(Pointing records)
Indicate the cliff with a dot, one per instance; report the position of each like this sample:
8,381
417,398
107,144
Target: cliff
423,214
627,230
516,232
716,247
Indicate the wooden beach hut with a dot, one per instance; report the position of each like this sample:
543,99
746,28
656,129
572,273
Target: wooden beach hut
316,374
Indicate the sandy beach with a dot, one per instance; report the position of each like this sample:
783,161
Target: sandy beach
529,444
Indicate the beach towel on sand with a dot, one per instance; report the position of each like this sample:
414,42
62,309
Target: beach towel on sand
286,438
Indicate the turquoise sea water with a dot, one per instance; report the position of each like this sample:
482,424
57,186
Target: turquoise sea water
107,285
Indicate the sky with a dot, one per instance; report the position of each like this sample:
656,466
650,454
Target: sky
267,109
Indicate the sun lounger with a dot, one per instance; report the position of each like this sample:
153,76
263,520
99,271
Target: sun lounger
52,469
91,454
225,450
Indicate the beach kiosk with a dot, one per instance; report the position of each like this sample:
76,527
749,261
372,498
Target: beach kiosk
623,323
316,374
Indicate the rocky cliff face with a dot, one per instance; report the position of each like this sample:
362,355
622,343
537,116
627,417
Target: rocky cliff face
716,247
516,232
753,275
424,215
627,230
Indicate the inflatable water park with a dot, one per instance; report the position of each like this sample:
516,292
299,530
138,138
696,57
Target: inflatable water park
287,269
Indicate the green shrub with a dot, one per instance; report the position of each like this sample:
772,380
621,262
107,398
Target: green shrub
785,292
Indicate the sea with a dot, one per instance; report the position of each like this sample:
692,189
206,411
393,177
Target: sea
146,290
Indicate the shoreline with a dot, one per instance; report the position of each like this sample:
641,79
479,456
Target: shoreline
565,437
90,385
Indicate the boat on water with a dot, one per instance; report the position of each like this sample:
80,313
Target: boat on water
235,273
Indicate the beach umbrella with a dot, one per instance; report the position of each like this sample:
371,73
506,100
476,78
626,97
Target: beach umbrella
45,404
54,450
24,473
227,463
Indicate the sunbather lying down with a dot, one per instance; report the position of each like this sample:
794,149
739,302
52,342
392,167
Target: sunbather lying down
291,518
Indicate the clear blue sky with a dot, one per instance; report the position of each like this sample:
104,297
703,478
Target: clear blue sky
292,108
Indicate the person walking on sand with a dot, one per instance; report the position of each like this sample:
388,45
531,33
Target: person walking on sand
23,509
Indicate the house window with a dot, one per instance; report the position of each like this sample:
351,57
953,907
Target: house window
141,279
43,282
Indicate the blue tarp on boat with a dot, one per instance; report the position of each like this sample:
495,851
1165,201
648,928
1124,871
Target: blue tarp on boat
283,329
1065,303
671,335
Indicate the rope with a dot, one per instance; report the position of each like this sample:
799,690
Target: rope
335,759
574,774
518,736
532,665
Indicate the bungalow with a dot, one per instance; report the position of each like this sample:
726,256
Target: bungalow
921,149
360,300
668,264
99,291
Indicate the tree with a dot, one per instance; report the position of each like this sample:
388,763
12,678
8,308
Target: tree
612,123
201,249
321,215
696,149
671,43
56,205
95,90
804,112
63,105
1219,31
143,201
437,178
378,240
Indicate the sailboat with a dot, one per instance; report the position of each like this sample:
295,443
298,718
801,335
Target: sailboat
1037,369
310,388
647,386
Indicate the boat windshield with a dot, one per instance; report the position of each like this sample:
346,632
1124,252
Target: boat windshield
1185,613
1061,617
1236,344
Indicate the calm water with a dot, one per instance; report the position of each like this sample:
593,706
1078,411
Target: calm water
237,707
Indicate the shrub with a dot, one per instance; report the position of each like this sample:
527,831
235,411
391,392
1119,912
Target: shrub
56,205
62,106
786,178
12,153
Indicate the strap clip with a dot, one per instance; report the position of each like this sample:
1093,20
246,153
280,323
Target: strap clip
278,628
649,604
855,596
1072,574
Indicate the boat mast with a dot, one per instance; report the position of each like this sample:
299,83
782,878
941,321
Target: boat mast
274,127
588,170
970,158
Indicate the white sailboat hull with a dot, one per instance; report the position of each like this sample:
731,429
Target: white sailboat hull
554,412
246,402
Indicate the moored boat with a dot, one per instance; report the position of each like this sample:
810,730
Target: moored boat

• **INSTRUCTIONS TO FOLLOW**
In this exercise, repeat all entries exactly.

• **WRITTEN ANSWER**
Indicate the cliff with a dot, one per instance; report the position of each like this sample:
8,381
417,398
107,144
Target: cliff
423,214
627,230
516,232
716,247
Indicate the wooden beach hut with a dot, one per instance; report the position of each like this sample:
543,99
746,28
656,129
572,273
Target: wooden beach hut
316,374
Indicate the sandy beach with a dot, one per instance; report the position of each like this sample:
783,161
Target: sandy beach
529,444
Indicate the beach towel on sand with a dot, one per instance; report the position of each like this sample:
414,42
62,309
Target: beach towel on sand
286,438
Indicate the turquoise sea water with a dot, one per instance; report the position of each like this sample:
482,424
57,186
Target: turquoise sea water
107,285
Indicate the sky with a dot, one per instance; report the position of each like this sample:
656,466
650,454
Target: sky
267,109
Indicate the sun lounger with a dot, one per instance; report the position of each like this sample:
153,76
263,520
99,271
Target: sun lounger
52,469
91,454
225,450
Indicate the beach kiosk with a dot, one per instance; report the position of each like this sample:
76,527
749,261
372,498
Target: beach kiosk
623,323
316,374
Indicate the rocky cliff face with a dot, one per instance; report the position of each like this sample:
362,355
622,343
537,116
627,417
Target: rocky cliff face
716,247
516,232
753,275
424,215
627,230
Indicate the inflatable water park with a dot, one per instance; report the position of each like this sample:
516,292
299,530
138,138
696,57
Target: inflatable water park
287,269
Indicate the green shrub with a dot, one per instance; report the position of each like this sample:
772,380
621,262
107,398
Target: green shrub
785,292
Indicate the sea with a dot, one per instance; report the position of each like this sample:
692,189
206,411
393,177
Target: sea
146,290
Indicate the shoreline with a dot, one per instance; report the position of each like this sample:
641,79
479,456
Target: shoreline
565,437
90,385
Indicate the boat on water with a dot, one per instance; report the position of each like this sample:
80,313
Target: boat on water
235,273
Indicate the beach umbrella with a dot, one per instance; report the position of each like this sample:
371,73
506,100
476,78
626,97
Target: beach umbrella
45,404
54,450
24,473
227,463
Indicate the sunbather lying down with a dot, one per instance; report the position of each like this sample:
794,149
739,302
52,342
392,167
Target: sunbather lying down
291,518
Indicate the clear blue sky with a dot, one per instance; report the position of each like this sample:
104,297
703,478
Target: clear blue sky
292,108
Indicate the person walking on sand with a dot, one per instance; report the position of each like this sample:
388,45
531,33
Target: person walking on sand
23,509
Indicate the house window with a dot, one per instance; report the position of each like this sample:
351,57
953,907
Target: house window
141,279
43,282
Indicate the blue tarp on boat with a dot, one per instance; report the position of each like this sample:
495,851
1165,201
648,928
1124,871
Target: blue tarp on boat
283,329
1065,303
671,335
Indicate the rope with a dot, one per instance; report the position of each like this sample:
799,690
Target: rope
335,759
574,774
518,736
532,665
Indicate the bungalow with a dot, one per instance; report the position of each like this sample:
726,256
Target: bungalow
921,149
360,300
668,264
99,291
Indicate the tree with a dot, one per instance; report the position of each like this sample:
388,763
12,678
8,308
Target: tree
612,123
201,249
321,215
696,149
671,43
56,205
95,90
804,112
63,105
1219,31
143,201
437,178
378,240
Indicate the sailboat with a dot, one per instance; report the position of each like this sample:
295,443
298,718
801,335
Target: sailboat
1037,369
310,388
647,386
Indicate the boat windshield with a dot, one per instance; report the position of each like this sample:
346,632
1124,252
Target: boat windshield
1185,613
1061,617
1236,344
Indicate the calm water with a dot, one per instance; report the position of each like this sample:
593,706
1078,411
Target: calm water
237,707
Indicate the shrub with a dot, one per instance; report the position of each like this sample:
527,831
235,411
391,392
1119,912
Target: shrub
56,205
62,106
786,178
12,153
Indicate the strap clip with a dot, one per instance; report the position of each like this sample:
1093,20
246,153
280,323
Target: strap clip
278,628
649,604
855,596
1072,574
Indicate the boat mast with a dot, one per instance; report the position of each like this sample:
299,83
782,878
941,321
Target: boat mast
274,127
588,170
970,158
Indicate the white sailboat hull with a dot, one per instance; report the position of each like this sample:
731,429
Target: white sailboat hull
554,412
246,402
Indicate the moored boat with a dot, one per instance; report the position of each like this sample:
810,730
Target: moored boat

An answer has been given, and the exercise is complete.